PASSAGE
──────
Matthew Holt

Two rules by which to judge a health reform bill

Right now we have sausage-making going on in DC and lots of uninformed opinions and outright lies being strewn across the front pages and on cable from newly declared experts. I sat in an airport last night and heard 5 Wall Street pundits spewing rubbish about health reform on one cable show. It even included an aging upper-class British twit declaring that government health care was more expensive than private systems. Clearly he’d managed to miss comparing the 8% of GDP his (and my) original homeland spends on health care versus the 17% we spend here. Later on CNN had 4 random people including Christine Hefner—yes one of those Hefners—talking about it. I suspect that if you know something about health care and your name’s not Michael Cannon you’re just not allowed on cable TV.

But all the hot air aside, even those of us in the punditocracy who know something about the subject matter (i.e. anyone reading THCB) seem to be so deep in the weeds that we have lost the basics about what we should be looking for from a health care bill. So it’s time to make that very clear, and here in my not so humble opinion are the rules by which to judge reform.
──────
Records from a data source:
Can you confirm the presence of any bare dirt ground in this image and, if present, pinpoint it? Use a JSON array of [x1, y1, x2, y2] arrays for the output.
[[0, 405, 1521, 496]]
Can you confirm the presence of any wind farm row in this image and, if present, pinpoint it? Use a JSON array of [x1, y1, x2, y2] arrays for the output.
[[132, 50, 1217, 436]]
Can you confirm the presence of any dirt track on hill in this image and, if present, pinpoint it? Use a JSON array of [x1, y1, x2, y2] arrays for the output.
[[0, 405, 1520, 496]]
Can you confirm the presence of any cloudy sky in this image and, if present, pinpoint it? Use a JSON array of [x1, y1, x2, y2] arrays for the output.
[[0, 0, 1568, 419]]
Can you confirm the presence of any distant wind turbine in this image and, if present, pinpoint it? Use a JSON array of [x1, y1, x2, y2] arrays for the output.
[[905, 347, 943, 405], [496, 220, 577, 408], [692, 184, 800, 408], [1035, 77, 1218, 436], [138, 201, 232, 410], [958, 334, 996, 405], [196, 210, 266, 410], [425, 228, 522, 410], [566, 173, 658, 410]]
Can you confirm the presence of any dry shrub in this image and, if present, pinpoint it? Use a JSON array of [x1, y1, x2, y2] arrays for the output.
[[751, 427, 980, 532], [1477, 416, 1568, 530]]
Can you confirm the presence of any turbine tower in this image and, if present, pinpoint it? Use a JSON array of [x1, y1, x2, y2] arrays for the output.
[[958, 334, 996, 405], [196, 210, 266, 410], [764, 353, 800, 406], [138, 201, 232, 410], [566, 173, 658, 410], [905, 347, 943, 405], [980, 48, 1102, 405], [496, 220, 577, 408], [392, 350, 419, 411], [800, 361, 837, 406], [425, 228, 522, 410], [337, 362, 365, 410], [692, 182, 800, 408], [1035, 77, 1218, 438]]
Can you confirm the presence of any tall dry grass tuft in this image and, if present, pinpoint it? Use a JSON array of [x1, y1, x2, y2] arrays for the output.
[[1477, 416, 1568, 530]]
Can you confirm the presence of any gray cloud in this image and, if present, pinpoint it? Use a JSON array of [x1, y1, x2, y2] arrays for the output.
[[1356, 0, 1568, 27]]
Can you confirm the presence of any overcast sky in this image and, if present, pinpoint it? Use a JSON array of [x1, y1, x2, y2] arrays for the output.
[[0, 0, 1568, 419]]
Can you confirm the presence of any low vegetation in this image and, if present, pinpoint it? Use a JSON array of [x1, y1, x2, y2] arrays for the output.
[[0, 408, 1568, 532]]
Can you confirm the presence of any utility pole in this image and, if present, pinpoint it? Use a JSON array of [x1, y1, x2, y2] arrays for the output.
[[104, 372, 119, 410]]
──────
BRIEF 1
Rewrite everything in the health reform post from "But all the" down to "to judge reform.", changing "punditocracy" to "commentariat".
BRIEF 2
In the health reform post, how many Wall Street pundits did the writer hear on one cable show while sitting in an airport?
The entries have nothing to do with the text.

EXERCISE OUTPUT 1
But all the hot air aside, even those of us in the commentariat who know something about the subject matter (i.e. anyone reading THCB) seem to be so deep in the weeds that we have lost the basics about what we should be looking for from a health care bill. So it’s time to make that very clear, and here in my not so humble opinion are the rules by which to judge reform.

EXERCISE OUTPUT 2
Five